(Beginning of Given records)

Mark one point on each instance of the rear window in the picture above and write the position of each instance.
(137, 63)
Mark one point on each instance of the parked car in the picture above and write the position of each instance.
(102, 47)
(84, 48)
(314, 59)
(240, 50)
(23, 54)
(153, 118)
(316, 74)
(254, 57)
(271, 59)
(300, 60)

(End of Given records)

- _Assignment_:
Set down the whole listing once more, exactly as it appears.

- _Solved problem_:
Mark one point on each instance of the rear window in the picture above and write the position of each instance.
(137, 63)
Mark one point on each instance of the parked car in the picture above and write the position of each instance.
(102, 47)
(84, 48)
(314, 59)
(240, 50)
(23, 54)
(153, 118)
(316, 74)
(254, 57)
(271, 59)
(300, 60)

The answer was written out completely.